Required work
Please find each line in the records containing the word "oval" and copy those lines out. Match case exactly.

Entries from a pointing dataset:

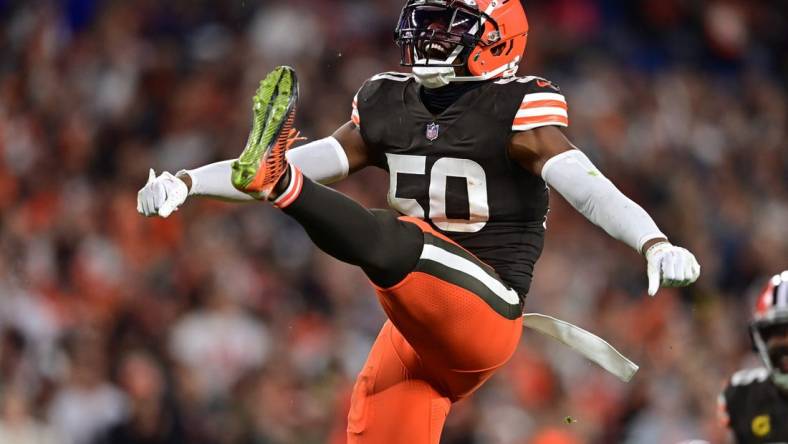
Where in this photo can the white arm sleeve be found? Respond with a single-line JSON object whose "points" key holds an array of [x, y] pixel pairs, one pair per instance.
{"points": [[577, 179], [323, 161]]}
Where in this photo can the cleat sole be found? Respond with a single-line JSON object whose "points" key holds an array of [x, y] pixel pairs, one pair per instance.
{"points": [[273, 110]]}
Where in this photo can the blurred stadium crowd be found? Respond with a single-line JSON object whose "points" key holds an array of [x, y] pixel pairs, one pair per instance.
{"points": [[223, 324]]}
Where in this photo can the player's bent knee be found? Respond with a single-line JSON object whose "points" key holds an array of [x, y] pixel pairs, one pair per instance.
{"points": [[397, 251]]}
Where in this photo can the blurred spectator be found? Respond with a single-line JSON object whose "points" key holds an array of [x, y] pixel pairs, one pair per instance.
{"points": [[86, 404], [17, 424]]}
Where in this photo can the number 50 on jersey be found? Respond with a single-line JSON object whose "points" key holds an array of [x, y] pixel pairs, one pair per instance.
{"points": [[470, 213]]}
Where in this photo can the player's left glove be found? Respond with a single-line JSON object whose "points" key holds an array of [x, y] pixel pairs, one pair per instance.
{"points": [[162, 195], [670, 266]]}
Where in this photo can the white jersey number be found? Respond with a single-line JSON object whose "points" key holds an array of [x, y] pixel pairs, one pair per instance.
{"points": [[446, 167]]}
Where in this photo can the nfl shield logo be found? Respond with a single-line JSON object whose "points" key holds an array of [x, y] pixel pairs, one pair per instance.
{"points": [[432, 131]]}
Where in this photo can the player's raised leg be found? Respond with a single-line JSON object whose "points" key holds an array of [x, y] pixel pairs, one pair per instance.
{"points": [[453, 322], [384, 247]]}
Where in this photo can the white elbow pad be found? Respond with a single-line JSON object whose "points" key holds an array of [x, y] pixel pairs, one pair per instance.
{"points": [[323, 160], [577, 179]]}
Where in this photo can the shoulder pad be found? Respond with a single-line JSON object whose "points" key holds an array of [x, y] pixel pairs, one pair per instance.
{"points": [[749, 376]]}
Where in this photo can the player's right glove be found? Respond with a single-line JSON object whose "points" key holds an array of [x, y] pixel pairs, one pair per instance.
{"points": [[162, 195], [670, 266]]}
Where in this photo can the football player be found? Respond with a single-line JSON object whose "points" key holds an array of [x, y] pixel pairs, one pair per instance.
{"points": [[469, 148], [754, 405]]}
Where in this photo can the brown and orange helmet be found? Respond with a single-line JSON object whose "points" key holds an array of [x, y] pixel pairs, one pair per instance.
{"points": [[485, 37], [771, 317]]}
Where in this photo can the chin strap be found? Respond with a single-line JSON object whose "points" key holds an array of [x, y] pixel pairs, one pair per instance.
{"points": [[437, 76], [433, 78]]}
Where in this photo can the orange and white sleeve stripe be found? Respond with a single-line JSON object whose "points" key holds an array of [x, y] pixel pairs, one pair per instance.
{"points": [[541, 109], [354, 116]]}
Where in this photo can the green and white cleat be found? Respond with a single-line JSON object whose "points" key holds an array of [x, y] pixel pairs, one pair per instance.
{"points": [[262, 163]]}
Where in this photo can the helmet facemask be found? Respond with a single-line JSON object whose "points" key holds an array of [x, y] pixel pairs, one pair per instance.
{"points": [[769, 329], [437, 36]]}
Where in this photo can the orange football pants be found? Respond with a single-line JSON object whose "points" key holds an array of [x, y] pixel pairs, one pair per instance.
{"points": [[442, 341]]}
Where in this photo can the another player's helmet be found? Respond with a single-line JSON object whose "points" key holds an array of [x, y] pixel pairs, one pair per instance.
{"points": [[485, 37], [771, 317]]}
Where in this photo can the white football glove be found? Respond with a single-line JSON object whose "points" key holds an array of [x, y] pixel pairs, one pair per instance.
{"points": [[670, 266], [162, 195]]}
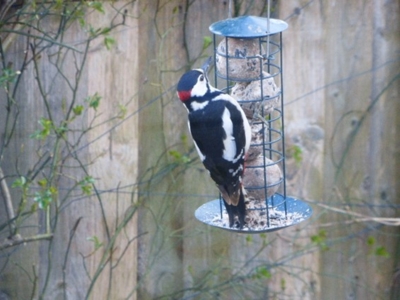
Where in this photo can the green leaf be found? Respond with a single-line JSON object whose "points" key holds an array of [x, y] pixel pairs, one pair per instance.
{"points": [[78, 110], [45, 131], [371, 241], [94, 101], [381, 251], [109, 42], [42, 182], [97, 6], [19, 182]]}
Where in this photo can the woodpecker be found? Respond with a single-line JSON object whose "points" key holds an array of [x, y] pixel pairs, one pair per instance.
{"points": [[221, 135]]}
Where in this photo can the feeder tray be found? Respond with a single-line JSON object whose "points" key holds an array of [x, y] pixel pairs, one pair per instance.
{"points": [[291, 212]]}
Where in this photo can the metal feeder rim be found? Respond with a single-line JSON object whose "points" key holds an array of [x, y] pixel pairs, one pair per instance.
{"points": [[206, 212], [247, 27]]}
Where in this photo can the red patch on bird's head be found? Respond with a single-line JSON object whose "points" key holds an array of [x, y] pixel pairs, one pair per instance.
{"points": [[184, 95]]}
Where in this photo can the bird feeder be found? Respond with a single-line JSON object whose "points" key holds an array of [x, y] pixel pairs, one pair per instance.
{"points": [[248, 66]]}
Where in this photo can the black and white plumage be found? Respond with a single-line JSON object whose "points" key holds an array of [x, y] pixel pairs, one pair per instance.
{"points": [[221, 134]]}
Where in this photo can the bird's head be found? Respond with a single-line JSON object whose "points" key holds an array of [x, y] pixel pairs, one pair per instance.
{"points": [[194, 84]]}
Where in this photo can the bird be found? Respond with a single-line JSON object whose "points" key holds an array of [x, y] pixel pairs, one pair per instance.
{"points": [[221, 134]]}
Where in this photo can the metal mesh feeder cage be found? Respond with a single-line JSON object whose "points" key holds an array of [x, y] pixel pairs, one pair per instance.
{"points": [[248, 66]]}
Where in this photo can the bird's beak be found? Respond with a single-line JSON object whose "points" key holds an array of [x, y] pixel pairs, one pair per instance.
{"points": [[206, 65]]}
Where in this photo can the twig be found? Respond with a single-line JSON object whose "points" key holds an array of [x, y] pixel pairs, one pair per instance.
{"points": [[7, 202], [17, 240]]}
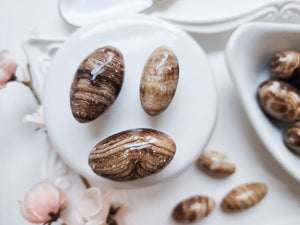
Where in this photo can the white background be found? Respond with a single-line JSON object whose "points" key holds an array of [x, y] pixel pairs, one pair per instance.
{"points": [[22, 149]]}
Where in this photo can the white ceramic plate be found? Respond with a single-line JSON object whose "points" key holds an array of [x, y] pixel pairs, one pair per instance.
{"points": [[248, 54], [199, 16], [189, 119]]}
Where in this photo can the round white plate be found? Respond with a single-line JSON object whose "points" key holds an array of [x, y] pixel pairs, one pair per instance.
{"points": [[189, 119]]}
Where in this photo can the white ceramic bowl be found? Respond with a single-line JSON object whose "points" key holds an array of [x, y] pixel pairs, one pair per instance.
{"points": [[248, 54], [189, 119]]}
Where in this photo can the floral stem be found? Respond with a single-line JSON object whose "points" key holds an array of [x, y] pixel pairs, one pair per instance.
{"points": [[29, 85], [85, 182]]}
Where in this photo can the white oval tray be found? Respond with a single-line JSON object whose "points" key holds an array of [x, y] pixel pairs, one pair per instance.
{"points": [[249, 67], [189, 119]]}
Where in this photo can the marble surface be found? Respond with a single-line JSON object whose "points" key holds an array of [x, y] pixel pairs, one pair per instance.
{"points": [[23, 150]]}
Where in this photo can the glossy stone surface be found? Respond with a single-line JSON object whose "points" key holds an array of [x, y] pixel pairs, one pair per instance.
{"points": [[284, 64], [193, 209], [280, 100], [292, 138], [97, 83], [132, 154], [159, 81], [216, 162], [244, 196]]}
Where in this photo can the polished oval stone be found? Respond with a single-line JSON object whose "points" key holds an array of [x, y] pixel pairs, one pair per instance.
{"points": [[193, 209], [280, 100], [132, 154], [159, 81], [97, 83], [244, 196], [292, 138], [216, 162]]}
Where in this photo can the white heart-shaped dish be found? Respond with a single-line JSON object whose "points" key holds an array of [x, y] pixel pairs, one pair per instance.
{"points": [[248, 54]]}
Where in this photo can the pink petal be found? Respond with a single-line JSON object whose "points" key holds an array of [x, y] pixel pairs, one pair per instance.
{"points": [[41, 200], [121, 215], [8, 66]]}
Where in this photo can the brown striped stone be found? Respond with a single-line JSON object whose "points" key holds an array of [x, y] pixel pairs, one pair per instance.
{"points": [[132, 154], [97, 83], [216, 162], [193, 209], [159, 81], [284, 64], [292, 138], [244, 196], [280, 100]]}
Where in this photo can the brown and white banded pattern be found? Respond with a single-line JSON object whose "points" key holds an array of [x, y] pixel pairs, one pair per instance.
{"points": [[216, 162], [97, 83], [280, 100], [194, 208], [159, 81], [284, 64], [244, 196], [292, 138], [132, 154]]}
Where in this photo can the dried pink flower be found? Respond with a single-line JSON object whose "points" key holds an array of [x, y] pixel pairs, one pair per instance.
{"points": [[42, 203], [87, 208], [8, 66]]}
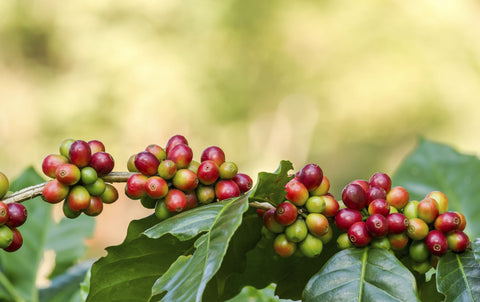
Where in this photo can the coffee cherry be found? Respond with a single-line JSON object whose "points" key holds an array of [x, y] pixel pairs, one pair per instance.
{"points": [[68, 174], [208, 172], [397, 223], [417, 229], [96, 146], [6, 236], [205, 194], [78, 199], [447, 222], [283, 247], [297, 193], [225, 189], [95, 207], [458, 241], [379, 206], [311, 176], [213, 153], [317, 224], [182, 155], [156, 187], [427, 210], [243, 181], [380, 180], [271, 223], [441, 199], [315, 204], [297, 231], [102, 162], [88, 175], [54, 191], [354, 197], [346, 217], [146, 163], [398, 197], [135, 186], [174, 141], [418, 251], [228, 170], [436, 243], [323, 188], [359, 235], [157, 151], [3, 213], [17, 241], [110, 195], [17, 214], [80, 153], [176, 201], [161, 210], [311, 247], [377, 225], [50, 164]]}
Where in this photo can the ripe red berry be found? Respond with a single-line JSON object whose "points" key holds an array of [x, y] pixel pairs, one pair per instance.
{"points": [[225, 189], [102, 162], [17, 214], [354, 197], [436, 243], [286, 213], [80, 153], [146, 163], [311, 176]]}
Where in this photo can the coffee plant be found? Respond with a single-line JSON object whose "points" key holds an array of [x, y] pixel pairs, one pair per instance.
{"points": [[214, 235]]}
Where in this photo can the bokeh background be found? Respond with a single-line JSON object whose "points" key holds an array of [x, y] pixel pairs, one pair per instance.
{"points": [[348, 85]]}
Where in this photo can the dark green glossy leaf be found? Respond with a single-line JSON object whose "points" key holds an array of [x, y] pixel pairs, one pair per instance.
{"points": [[432, 166], [458, 277], [270, 187], [130, 269], [193, 272], [366, 274]]}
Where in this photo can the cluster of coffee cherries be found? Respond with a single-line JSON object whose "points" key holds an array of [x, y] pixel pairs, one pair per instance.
{"points": [[12, 215], [383, 216], [300, 224], [77, 173], [170, 181]]}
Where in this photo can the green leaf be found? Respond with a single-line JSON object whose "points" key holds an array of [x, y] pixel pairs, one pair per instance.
{"points": [[458, 277], [433, 166], [270, 187], [67, 240], [130, 269], [66, 287], [194, 271], [366, 274]]}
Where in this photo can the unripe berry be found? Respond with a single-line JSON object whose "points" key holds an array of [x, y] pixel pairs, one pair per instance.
{"points": [[286, 213], [102, 162], [208, 172], [213, 153], [243, 181], [311, 176], [436, 243], [182, 155], [297, 193], [17, 214], [146, 163], [225, 189], [80, 153], [68, 174], [54, 191], [359, 235], [50, 164]]}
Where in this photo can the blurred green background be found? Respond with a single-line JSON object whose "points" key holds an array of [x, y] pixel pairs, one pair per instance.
{"points": [[350, 86]]}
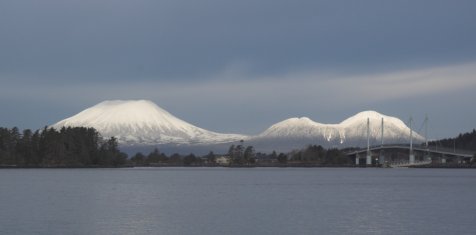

Exercise response
Where in this photo can the white oval tray be found? Respond with a single-line JSON object whose "points" key holds an array of [x, y] pixel pairs, one pair per instance.
Where in this photo can the polished oval stone be found? Respond with a single-line JSON object whose "points" key holds an array of [x, y] pixel pairs, one pair per instance.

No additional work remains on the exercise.